Introducing the scaled variables

$$\begin{aligned} q(x)=\delta R_{s x} Q(X), \qquad X=\delta x, \end{aligned}$$

where \(\delta ^2=-c_1\mu \), so that

$$\begin{aligned} q_x-s R_{\frac{\pi }{2}} q = \delta ^2 R_{sx} Q_X(X), \qquad (\partial _x - s R_{\frac{\pi }{2}})^2 q = \delta ^3 R_{sx} Q_{XX}(X), \end{aligned}$$

transforms equation (5.9) into

$$\begin{aligned} Q_{XX} = Q-CQ|Q|^2+T_1^\delta (Q,Q_X)+R_{-s X/\delta }T_2^\delta (R_{s X/\delta }Q,R_{s X/\delta }Q_X,R_{s X/\delta }Q_{XX}), \end{aligned}$$
(5.10)

where \(C=-d_1/c_1\) and

$$\begin{aligned} T_1^\delta (Q,Q_X) = O(\delta |(Q,Q_X)|), \qquad T_2^\delta (Q,Q_X,Q_{XX})=O( \delta ^{n_0-2}|(Q,Q_X,Q_{XX})|). \end{aligned}$$

Remark 5.2

The various changes of variable preserve the reversibility symmetry, so that equation (5.10) is invariant under the transformation \(X \mapsto -X\), \((Q_1,Q_2) \mapsto (Q_1,-Q_2)\).

Before proving the existence of homoclinic solutions to (5.10) we define the function spaces with which we work and refer to some functional-analytic results which are used in the proof (see Kirchgässner [21, Proposition 5.1]).

» Stated task 1
For each statement about the scaled-variables passage, answer yes or no and quote the words that decide it: (a) the changes of variable preserve the reversibility symmetry; (b) the function spaces are defined only after the existence of homoclinic solutions is proved; (c) the scaled variables transform equation (5.9) into equation (5.10).
» Stated task 2
Write a continuation of the scaled-variables passage, starting after its final sentence.
The items have no connection to the scaled-variables passage.

» Material shown
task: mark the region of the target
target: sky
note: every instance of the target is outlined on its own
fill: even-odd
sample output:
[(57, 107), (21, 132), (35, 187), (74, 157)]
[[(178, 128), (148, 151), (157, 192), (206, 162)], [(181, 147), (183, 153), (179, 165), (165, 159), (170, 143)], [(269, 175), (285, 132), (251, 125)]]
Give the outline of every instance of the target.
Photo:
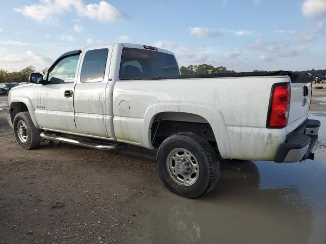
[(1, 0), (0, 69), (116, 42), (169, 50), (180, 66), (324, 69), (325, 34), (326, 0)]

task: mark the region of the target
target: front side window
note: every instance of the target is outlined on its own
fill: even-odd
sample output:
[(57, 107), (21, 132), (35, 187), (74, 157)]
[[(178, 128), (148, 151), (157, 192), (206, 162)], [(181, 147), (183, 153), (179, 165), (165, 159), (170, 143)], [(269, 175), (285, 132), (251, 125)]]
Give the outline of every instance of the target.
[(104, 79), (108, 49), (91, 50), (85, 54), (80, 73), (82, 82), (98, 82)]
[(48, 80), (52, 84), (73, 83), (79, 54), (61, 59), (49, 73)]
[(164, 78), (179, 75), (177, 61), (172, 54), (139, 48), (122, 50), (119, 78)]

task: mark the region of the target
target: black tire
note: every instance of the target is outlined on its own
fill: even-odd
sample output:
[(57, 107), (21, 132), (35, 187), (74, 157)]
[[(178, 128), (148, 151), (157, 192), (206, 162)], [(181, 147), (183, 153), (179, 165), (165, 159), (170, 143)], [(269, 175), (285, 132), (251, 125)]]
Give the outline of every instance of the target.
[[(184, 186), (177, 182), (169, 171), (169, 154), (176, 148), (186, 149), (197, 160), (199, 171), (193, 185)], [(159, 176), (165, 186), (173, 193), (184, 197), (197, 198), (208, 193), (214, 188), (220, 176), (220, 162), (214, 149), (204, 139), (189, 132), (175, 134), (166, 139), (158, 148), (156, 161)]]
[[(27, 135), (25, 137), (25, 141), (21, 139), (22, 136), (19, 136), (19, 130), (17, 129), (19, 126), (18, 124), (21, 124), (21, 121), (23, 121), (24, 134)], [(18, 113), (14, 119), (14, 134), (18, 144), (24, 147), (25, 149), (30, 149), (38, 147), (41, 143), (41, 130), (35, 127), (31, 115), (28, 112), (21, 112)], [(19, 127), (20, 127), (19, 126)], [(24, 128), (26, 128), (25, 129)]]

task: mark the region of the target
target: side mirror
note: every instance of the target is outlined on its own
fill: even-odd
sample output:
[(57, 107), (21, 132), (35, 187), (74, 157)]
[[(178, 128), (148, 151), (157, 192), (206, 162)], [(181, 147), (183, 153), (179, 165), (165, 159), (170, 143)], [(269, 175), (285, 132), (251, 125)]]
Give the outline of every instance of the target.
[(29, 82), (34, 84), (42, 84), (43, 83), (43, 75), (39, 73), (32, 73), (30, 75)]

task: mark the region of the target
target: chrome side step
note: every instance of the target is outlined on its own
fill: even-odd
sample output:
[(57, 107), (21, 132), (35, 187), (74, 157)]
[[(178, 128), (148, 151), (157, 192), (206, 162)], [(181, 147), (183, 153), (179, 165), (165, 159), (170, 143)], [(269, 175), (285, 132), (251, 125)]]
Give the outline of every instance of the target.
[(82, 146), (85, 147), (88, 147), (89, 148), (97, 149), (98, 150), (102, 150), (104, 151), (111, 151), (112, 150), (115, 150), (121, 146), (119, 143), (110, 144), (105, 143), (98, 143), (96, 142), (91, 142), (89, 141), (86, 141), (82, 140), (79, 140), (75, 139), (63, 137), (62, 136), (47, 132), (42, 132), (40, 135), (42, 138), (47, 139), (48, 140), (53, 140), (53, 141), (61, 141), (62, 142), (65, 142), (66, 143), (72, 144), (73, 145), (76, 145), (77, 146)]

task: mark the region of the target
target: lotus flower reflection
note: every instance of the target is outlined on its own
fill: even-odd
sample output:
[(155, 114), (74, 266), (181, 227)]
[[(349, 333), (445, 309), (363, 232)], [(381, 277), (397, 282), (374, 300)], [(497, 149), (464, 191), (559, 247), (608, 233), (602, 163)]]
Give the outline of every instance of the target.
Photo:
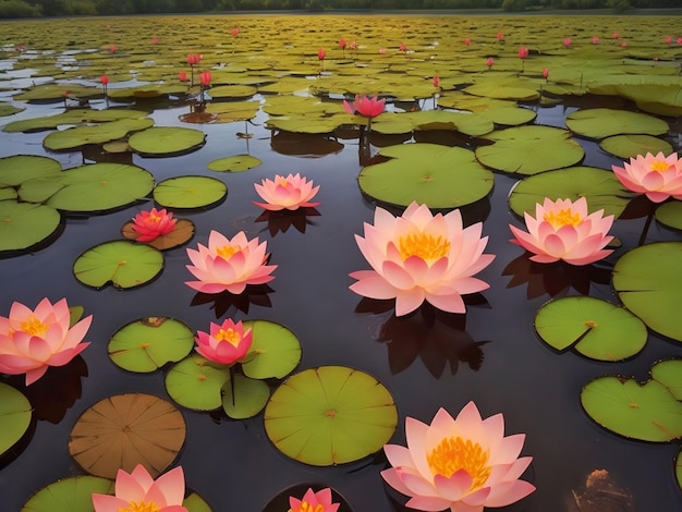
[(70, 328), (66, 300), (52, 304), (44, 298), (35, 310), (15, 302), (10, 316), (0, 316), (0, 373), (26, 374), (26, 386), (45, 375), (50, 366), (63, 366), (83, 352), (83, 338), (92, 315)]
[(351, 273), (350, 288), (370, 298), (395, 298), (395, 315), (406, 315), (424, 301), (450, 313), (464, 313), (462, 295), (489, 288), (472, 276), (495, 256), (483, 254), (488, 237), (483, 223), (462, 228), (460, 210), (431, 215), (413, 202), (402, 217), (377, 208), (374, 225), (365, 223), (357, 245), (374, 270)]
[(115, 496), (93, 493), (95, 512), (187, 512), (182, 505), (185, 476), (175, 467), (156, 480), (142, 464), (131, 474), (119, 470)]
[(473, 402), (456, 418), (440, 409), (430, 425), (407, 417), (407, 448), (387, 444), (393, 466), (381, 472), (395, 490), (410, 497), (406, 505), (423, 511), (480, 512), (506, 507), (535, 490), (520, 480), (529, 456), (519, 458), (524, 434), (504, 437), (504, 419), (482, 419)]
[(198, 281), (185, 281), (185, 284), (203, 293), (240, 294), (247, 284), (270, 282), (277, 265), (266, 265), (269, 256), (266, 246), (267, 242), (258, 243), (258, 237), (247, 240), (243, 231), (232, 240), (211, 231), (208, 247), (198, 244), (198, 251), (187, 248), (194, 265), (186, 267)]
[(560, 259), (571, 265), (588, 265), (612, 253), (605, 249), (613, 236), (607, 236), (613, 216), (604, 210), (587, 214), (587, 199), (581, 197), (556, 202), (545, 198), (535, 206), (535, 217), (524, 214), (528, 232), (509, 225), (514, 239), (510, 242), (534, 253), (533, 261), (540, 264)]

» Final result 1
(a) Yes: "The various changes of variable preserve the reversibility symmetry"
(b) No: "Before proving the existence of homoclinic solutions to (5.10) we define the function spaces with which we work"
(c) Yes: "transforms equation (5.9) into"

» Final result 2
Definition 5.3

Suppose that \(k \in \mathbb {N}_{0}\) and \(\nu \ge 0\). Define

$$\begin{aligned} C_{\nu }^{k}(\mathbb {R}) = \{f \in C^{k}(\mathbb {R}) :\Vert f\Vert _{k,\nu } < \infty \}, \qquad \Vert f\Vert _{k,\nu }:= \sup _{t \in \mathbb {R}}\sum _{j=0}^{k}|f^{(j)}(t)|\textrm{e}^{\nu |t|} \end{aligned}$$

and their subspaces

$$\begin{aligned} C_{\nu ,\textrm{e}}^{k}= & {} \{f \in C_{\nu }^{k}(\mathbb {R}) :f(-t) = f(t), \ t \in \mathbb {R}\}, \\ C_{\nu ,\textrm{o}}^{k}= & {} \{f \in C_{\nu }^{k}(\mathbb {R}) :f(-t) = -f(t), \ t \in \mathbb {R}\}. \end{aligned}$$

In the case \(k=0\) we just write \(C_{\nu }(\mathbb {R}), \ C_{\nu ,\textrm{e}}(\mathbb {R})\) and \(C_{\nu ,\textrm{o}}(\mathbb {R})\).

Proposition 5.4

  1. (i)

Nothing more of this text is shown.